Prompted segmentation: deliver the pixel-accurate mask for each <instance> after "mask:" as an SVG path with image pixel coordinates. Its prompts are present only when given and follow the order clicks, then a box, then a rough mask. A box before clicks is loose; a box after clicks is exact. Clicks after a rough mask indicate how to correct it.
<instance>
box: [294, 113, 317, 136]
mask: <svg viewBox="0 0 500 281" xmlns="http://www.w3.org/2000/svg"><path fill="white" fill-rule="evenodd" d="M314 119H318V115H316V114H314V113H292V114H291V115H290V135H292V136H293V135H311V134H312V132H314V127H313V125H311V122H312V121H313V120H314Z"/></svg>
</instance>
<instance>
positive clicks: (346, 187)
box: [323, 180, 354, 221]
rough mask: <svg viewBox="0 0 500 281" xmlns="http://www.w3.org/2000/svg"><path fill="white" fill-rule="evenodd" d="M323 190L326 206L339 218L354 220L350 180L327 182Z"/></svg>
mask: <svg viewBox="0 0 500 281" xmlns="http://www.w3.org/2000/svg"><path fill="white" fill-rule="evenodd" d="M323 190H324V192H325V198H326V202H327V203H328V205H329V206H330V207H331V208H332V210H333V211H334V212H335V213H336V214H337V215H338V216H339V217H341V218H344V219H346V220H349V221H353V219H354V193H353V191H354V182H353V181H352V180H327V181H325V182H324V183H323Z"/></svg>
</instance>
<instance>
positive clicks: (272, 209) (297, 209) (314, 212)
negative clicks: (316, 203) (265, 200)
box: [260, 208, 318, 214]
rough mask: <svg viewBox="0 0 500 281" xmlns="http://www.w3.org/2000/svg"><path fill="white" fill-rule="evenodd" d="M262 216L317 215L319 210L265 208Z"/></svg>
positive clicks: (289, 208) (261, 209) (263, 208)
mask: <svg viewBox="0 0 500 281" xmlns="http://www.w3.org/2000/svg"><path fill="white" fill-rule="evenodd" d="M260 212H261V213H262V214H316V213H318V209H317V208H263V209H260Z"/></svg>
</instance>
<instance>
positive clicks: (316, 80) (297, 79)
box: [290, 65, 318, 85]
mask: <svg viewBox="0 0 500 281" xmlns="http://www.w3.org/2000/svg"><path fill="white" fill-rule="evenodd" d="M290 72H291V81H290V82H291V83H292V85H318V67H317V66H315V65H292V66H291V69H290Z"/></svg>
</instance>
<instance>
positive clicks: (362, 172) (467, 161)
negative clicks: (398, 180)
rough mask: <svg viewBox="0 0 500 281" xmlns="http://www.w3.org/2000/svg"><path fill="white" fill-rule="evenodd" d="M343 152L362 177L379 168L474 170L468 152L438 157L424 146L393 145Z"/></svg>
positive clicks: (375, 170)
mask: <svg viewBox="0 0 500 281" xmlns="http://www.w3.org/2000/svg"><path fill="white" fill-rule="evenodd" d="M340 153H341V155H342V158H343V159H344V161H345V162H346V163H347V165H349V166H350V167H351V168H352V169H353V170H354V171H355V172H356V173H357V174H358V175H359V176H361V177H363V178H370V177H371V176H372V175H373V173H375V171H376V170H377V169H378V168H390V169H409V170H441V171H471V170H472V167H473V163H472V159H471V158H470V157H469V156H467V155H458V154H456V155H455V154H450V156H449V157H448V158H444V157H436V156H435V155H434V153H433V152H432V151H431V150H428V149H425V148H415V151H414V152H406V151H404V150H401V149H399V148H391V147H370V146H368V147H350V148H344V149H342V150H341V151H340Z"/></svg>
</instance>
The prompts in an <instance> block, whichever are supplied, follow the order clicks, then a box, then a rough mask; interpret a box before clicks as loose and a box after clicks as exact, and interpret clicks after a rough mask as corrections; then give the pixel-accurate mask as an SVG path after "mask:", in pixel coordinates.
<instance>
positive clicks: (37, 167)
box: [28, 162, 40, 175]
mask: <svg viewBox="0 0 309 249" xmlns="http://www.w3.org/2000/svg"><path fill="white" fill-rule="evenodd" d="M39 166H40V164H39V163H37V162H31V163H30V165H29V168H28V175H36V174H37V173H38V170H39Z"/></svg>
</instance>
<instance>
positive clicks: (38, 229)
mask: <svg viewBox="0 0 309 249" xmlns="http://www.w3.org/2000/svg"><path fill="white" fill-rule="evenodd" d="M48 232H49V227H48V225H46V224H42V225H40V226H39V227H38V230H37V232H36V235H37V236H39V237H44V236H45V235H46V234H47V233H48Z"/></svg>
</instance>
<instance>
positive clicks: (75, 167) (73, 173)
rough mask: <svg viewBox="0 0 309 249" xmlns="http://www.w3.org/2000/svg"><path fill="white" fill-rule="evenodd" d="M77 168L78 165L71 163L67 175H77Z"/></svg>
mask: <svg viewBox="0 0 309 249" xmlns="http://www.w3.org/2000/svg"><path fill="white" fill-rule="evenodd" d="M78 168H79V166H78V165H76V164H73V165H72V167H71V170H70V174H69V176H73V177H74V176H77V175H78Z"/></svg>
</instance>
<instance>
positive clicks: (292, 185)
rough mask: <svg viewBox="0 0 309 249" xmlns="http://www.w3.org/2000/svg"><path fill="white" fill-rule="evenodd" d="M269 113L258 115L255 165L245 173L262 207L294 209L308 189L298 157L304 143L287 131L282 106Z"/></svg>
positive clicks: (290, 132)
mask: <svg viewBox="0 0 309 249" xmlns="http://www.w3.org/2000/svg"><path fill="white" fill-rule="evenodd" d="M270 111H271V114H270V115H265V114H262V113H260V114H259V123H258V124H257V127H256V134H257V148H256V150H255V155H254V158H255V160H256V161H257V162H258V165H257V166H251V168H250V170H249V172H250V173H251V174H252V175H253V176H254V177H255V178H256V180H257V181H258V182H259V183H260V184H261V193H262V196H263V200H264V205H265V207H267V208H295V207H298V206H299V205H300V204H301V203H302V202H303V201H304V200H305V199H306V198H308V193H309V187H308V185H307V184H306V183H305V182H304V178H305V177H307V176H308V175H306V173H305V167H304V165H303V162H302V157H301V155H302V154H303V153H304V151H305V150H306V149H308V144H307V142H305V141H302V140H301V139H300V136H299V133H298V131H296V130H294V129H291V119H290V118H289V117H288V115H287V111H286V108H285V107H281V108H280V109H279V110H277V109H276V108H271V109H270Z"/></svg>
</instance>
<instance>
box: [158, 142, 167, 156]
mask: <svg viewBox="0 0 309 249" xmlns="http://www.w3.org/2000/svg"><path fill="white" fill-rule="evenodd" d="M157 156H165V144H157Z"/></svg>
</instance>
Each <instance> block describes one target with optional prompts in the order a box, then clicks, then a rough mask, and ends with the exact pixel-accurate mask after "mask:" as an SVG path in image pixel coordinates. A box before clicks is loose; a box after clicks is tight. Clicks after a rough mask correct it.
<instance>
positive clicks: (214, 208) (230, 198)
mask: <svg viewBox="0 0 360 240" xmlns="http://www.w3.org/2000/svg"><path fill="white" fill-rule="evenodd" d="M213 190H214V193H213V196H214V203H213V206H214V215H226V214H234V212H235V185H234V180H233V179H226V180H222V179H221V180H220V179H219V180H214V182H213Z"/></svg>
---
### EXERCISE DESCRIPTION
Pick out every line of the material above that contains the string "negative", treating uppercase and lowercase as different.

### REPLY
negative clicks: (316, 203) (265, 200)
negative clicks: (398, 180)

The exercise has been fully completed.